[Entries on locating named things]
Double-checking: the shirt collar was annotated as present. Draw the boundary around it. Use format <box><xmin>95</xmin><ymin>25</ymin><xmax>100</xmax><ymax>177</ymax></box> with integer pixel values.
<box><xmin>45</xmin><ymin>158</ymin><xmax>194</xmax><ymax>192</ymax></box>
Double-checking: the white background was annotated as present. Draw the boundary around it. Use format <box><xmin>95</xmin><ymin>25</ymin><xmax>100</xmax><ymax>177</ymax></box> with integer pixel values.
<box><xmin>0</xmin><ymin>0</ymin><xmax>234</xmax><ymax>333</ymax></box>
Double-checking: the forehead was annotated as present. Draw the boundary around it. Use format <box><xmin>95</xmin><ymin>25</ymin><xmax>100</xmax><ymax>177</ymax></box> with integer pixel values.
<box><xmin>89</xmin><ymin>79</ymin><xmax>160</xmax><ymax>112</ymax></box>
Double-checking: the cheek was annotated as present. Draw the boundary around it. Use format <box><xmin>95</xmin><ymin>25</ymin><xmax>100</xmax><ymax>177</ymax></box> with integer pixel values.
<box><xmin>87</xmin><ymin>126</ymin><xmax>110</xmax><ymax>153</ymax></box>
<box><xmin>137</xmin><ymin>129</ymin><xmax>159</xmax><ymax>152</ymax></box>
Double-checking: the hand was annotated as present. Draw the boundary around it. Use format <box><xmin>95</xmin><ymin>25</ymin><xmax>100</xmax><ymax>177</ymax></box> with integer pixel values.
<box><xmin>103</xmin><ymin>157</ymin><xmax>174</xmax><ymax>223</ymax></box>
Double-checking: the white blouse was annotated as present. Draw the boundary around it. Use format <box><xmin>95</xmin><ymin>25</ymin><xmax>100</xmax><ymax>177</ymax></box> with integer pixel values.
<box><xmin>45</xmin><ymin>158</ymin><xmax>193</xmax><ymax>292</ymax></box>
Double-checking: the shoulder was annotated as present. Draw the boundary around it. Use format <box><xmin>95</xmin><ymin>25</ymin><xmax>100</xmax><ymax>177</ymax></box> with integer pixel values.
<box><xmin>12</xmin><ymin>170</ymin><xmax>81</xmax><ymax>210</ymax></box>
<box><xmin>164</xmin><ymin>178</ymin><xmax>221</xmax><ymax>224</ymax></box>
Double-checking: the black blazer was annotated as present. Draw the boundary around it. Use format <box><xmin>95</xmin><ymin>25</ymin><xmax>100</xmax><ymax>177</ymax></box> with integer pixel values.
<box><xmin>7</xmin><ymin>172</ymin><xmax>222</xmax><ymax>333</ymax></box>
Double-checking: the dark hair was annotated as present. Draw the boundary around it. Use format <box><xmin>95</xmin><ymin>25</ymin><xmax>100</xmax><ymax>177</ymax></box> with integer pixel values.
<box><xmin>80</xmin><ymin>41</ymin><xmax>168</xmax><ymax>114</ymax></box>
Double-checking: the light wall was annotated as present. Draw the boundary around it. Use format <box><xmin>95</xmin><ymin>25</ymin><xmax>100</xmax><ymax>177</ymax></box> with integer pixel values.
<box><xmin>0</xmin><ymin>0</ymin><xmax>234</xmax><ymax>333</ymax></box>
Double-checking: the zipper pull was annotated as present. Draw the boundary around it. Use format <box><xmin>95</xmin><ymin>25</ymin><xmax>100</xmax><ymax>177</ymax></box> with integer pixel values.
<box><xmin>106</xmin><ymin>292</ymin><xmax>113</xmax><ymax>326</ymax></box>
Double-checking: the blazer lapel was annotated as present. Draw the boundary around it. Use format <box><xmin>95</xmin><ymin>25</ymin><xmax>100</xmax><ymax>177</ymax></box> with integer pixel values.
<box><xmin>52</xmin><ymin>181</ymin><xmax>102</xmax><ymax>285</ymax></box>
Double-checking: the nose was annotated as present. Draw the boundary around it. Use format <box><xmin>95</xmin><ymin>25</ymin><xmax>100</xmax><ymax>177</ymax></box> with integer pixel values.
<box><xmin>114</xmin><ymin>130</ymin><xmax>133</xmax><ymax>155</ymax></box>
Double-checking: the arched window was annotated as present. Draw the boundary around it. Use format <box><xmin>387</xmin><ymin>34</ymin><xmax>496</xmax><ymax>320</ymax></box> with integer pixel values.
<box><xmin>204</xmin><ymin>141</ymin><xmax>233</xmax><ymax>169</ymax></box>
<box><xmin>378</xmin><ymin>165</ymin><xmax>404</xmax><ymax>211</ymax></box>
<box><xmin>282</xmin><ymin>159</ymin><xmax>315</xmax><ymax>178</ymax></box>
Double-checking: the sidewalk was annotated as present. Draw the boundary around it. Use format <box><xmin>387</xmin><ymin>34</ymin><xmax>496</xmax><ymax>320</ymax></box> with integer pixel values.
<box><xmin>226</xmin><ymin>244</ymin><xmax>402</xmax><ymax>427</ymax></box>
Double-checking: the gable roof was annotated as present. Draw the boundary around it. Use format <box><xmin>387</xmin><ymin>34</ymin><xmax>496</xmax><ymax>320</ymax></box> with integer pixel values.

Job – Using the entries above, please restate each one word for word.

Expected answer –
Double-checking: the shirt collar was annotated as present. Draw the boundary around it. Use format <box><xmin>95</xmin><ymin>25</ymin><xmax>100</xmax><ymax>177</ymax></box> with integer pixel values.
<box><xmin>45</xmin><ymin>158</ymin><xmax>194</xmax><ymax>192</ymax></box>
Double-checking: the white background was annotated as present. Draw the boundary around it. Use format <box><xmin>95</xmin><ymin>25</ymin><xmax>100</xmax><ymax>177</ymax></box> with integer pixel values.
<box><xmin>0</xmin><ymin>0</ymin><xmax>234</xmax><ymax>333</ymax></box>
Double-checking: the forehead was annotated as present. Draw the boundary around it. Use format <box><xmin>95</xmin><ymin>25</ymin><xmax>100</xmax><ymax>177</ymax></box> with integer pixel values.
<box><xmin>89</xmin><ymin>79</ymin><xmax>160</xmax><ymax>112</ymax></box>
Double-checking: the cheek was annotated as present. Draw the boundary around it. Use format <box><xmin>95</xmin><ymin>25</ymin><xmax>100</xmax><ymax>177</ymax></box> with integer pixel values.
<box><xmin>87</xmin><ymin>126</ymin><xmax>110</xmax><ymax>153</ymax></box>
<box><xmin>137</xmin><ymin>129</ymin><xmax>159</xmax><ymax>152</ymax></box>
Double-checking: the hand was annotated as present. Draw the boundary around it. Use format <box><xmin>95</xmin><ymin>25</ymin><xmax>100</xmax><ymax>177</ymax></box> with integer pixel values.
<box><xmin>103</xmin><ymin>157</ymin><xmax>174</xmax><ymax>223</ymax></box>
Double-checking: the white blouse was annotated as present. Draw the boundary around it. Use format <box><xmin>95</xmin><ymin>25</ymin><xmax>100</xmax><ymax>177</ymax></box> with integer pixel values.
<box><xmin>45</xmin><ymin>158</ymin><xmax>193</xmax><ymax>292</ymax></box>
Double-checking: the shoulder was annotated as present. Draw the boundary around it. Use format <box><xmin>95</xmin><ymin>25</ymin><xmax>100</xmax><ymax>177</ymax></box> with integer pixel values.
<box><xmin>12</xmin><ymin>170</ymin><xmax>81</xmax><ymax>210</ymax></box>
<box><xmin>164</xmin><ymin>178</ymin><xmax>221</xmax><ymax>224</ymax></box>
Double-checking: the black blazer was annotated as present. Draw the boundary around it. Use format <box><xmin>95</xmin><ymin>25</ymin><xmax>100</xmax><ymax>177</ymax></box> with integer pixel values.
<box><xmin>7</xmin><ymin>172</ymin><xmax>222</xmax><ymax>333</ymax></box>
Double-checking: the dark hair was annotated as present. Draw the boundary around it. Use format <box><xmin>95</xmin><ymin>25</ymin><xmax>100</xmax><ymax>177</ymax></box> with integer pixel values.
<box><xmin>80</xmin><ymin>41</ymin><xmax>168</xmax><ymax>114</ymax></box>
Double-checking: the light wall was annotated as present. Draw the boundary around it. Use format <box><xmin>95</xmin><ymin>25</ymin><xmax>100</xmax><ymax>177</ymax></box> with integer pixel values.
<box><xmin>0</xmin><ymin>0</ymin><xmax>234</xmax><ymax>333</ymax></box>
Double-checking: the zipper pull was annotated as present. Draw the boundary around it. Use format <box><xmin>95</xmin><ymin>25</ymin><xmax>100</xmax><ymax>177</ymax></box> with integer pixel values.
<box><xmin>106</xmin><ymin>292</ymin><xmax>113</xmax><ymax>326</ymax></box>
Double-checking: the blazer lapel was annotated as present. Draw the boundary around it. Use format <box><xmin>95</xmin><ymin>25</ymin><xmax>100</xmax><ymax>177</ymax></box> with integer pixel values.
<box><xmin>52</xmin><ymin>181</ymin><xmax>102</xmax><ymax>285</ymax></box>
Double-checking: the nose was annotated as present. Draw the boundary around it. Use format <box><xmin>95</xmin><ymin>25</ymin><xmax>100</xmax><ymax>177</ymax></box> with integer pixel values.
<box><xmin>114</xmin><ymin>130</ymin><xmax>133</xmax><ymax>155</ymax></box>
Double-checking: the arched window was annotated as present. Draw the boundary around it. Use format <box><xmin>387</xmin><ymin>34</ymin><xmax>496</xmax><ymax>320</ymax></box> with integer pixel values.
<box><xmin>204</xmin><ymin>141</ymin><xmax>233</xmax><ymax>169</ymax></box>
<box><xmin>378</xmin><ymin>165</ymin><xmax>404</xmax><ymax>211</ymax></box>
<box><xmin>282</xmin><ymin>159</ymin><xmax>315</xmax><ymax>178</ymax></box>
Double-checking: the sidewalk was annotated as present. Draw the boundary around it. Use format <box><xmin>387</xmin><ymin>34</ymin><xmax>496</xmax><ymax>320</ymax></box> with integer pixel values.
<box><xmin>226</xmin><ymin>244</ymin><xmax>402</xmax><ymax>427</ymax></box>
Double-checking: the gable roof was annotated as present. Draw the boundary around it. Use format <box><xmin>387</xmin><ymin>34</ymin><xmax>496</xmax><ymax>320</ymax></box> with integer pixel values.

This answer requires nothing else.